Outline labeling records =
## BEGIN
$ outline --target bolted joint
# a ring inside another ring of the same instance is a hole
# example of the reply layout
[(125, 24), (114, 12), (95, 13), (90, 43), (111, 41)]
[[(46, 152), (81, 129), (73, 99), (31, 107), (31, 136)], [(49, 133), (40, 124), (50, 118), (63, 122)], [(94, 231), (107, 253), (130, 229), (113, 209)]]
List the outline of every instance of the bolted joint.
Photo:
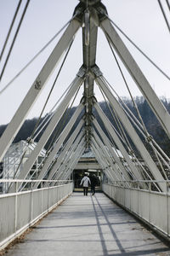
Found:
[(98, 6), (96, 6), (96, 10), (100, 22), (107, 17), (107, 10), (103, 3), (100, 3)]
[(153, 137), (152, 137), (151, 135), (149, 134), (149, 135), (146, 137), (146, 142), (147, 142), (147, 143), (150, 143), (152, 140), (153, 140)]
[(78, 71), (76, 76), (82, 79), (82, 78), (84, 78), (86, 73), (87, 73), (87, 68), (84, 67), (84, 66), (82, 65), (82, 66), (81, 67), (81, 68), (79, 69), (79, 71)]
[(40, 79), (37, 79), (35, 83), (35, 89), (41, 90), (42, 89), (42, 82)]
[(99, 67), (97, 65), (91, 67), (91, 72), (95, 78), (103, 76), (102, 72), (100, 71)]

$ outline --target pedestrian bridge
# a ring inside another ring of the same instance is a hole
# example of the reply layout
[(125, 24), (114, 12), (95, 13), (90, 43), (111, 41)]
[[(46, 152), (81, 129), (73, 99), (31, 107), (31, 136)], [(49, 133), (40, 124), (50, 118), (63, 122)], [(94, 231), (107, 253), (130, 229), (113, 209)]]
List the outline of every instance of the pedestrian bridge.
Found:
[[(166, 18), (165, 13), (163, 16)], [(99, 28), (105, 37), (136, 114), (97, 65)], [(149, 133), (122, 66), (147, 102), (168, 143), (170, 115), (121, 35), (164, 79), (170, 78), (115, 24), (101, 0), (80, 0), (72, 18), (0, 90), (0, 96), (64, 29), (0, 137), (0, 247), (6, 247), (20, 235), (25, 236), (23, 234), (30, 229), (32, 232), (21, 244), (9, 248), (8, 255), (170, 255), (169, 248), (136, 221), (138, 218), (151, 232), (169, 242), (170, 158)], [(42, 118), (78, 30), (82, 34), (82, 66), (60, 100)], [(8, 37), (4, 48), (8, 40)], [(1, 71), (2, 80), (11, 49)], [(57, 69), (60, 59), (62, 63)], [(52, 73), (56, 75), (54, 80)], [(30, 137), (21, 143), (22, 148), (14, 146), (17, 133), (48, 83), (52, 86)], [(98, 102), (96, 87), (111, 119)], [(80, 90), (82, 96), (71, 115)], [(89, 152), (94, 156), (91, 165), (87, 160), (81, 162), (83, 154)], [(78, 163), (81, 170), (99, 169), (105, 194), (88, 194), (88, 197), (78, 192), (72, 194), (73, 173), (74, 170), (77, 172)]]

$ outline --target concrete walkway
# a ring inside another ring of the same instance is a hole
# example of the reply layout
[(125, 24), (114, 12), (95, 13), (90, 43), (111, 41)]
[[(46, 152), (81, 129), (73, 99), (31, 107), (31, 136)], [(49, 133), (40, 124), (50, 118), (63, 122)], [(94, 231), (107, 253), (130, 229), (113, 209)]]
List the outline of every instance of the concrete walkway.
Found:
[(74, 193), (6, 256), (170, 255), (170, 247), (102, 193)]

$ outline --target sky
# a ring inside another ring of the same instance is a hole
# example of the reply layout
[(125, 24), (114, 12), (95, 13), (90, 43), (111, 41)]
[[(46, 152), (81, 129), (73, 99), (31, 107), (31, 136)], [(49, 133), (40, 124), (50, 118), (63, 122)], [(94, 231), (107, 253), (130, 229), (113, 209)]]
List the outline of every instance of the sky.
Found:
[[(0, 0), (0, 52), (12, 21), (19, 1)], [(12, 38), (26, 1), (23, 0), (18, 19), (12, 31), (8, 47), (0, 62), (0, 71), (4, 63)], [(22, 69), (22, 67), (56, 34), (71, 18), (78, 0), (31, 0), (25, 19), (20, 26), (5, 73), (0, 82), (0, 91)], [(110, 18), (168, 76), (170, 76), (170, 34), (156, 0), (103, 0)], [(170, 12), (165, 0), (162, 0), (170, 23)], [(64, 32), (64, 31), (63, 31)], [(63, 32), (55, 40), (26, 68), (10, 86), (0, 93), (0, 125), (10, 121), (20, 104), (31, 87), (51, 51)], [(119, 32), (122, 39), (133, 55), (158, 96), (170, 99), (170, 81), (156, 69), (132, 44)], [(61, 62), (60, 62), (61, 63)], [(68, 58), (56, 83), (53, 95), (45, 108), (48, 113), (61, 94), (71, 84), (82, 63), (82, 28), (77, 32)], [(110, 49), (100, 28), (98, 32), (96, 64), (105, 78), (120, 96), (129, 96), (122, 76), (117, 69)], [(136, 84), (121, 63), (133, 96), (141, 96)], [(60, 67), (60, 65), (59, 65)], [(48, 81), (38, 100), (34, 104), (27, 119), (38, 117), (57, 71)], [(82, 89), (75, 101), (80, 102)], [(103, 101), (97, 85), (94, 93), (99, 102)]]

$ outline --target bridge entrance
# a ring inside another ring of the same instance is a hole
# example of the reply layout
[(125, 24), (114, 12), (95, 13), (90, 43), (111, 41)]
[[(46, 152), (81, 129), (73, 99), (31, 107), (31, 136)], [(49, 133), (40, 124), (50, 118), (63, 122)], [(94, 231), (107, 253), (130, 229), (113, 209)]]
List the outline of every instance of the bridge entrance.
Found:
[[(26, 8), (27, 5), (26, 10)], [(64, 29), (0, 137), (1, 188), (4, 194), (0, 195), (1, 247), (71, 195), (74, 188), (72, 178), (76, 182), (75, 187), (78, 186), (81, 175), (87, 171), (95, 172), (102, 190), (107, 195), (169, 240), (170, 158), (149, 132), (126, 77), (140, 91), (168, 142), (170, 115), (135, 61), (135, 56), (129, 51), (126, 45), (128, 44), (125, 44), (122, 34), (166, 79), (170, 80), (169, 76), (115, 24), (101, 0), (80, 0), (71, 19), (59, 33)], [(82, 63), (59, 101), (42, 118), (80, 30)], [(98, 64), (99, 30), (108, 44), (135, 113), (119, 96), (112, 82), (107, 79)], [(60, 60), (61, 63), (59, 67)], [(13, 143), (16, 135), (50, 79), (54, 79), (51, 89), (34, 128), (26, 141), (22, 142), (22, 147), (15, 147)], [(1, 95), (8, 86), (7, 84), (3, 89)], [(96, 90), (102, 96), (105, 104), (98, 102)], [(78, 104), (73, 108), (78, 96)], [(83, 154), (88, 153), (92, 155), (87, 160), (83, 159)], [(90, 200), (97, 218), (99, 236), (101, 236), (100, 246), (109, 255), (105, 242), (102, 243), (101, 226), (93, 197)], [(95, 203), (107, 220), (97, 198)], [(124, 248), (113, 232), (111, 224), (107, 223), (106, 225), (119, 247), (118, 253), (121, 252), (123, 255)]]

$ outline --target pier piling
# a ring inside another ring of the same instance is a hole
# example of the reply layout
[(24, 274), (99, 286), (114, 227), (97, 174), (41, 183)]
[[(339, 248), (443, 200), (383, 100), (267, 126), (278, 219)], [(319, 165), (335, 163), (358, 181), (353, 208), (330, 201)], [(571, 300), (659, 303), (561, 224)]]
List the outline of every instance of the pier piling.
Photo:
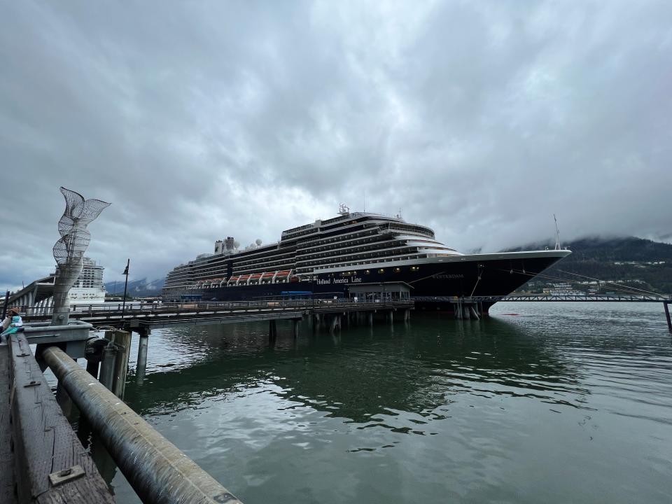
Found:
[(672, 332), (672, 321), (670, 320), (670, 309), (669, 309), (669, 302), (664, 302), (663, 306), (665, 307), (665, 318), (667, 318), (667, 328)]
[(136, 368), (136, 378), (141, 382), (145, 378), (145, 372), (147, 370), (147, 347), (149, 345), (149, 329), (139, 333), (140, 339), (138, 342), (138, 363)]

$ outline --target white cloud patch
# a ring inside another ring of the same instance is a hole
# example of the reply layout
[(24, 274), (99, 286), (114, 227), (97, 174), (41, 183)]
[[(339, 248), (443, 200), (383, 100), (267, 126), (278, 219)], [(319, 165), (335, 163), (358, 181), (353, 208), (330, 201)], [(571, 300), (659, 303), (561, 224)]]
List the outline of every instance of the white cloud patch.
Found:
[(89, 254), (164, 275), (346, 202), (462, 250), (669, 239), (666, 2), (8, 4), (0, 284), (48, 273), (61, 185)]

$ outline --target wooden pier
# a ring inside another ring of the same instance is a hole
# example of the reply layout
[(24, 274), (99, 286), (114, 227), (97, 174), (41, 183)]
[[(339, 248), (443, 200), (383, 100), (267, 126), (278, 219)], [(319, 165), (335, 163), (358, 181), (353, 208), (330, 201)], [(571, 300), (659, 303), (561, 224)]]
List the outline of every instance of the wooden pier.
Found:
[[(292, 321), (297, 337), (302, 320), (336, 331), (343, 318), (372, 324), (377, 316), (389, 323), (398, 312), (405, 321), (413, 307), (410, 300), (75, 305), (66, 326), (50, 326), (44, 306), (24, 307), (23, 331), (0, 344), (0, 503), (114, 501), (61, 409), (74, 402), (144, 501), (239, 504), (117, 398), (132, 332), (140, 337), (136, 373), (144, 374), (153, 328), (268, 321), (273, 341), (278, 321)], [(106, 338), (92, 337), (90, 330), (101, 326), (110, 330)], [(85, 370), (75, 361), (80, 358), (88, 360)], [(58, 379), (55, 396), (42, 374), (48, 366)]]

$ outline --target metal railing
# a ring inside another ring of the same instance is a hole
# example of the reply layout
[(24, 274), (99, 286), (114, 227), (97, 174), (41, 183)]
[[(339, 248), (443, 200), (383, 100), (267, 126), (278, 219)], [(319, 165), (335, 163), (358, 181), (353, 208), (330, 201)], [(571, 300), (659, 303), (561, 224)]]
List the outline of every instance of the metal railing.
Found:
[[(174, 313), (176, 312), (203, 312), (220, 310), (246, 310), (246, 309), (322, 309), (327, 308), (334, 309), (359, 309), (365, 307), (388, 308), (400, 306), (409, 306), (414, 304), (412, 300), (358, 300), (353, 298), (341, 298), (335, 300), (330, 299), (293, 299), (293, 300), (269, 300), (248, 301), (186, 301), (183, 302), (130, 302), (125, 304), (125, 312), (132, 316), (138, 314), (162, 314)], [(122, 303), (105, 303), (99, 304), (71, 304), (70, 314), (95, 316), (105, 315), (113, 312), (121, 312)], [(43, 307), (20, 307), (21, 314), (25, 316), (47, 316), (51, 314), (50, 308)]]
## END
To do = Copy out the lines of the records between the line holding "--target concrete walkway" and the line holding "[(74, 193), (6, 256), (170, 255), (170, 247), (102, 193)]", inclusive, leaving every character unchanged.

Answer below =
$ outline --target concrete walkway
# a ring inside another ring of the same instance is a hole
# example of the reply layout
[(125, 24), (114, 12), (95, 13), (90, 43), (111, 41)]
[[(46, 152), (81, 129), (73, 99), (31, 107), (31, 136)], [(49, 133), (40, 124), (50, 118), (63, 122)], [(94, 231), (107, 253), (130, 229), (113, 209)]]
List the outline of every instance of the concrete walkway.
Found:
[(74, 193), (6, 256), (170, 255), (170, 247), (102, 193)]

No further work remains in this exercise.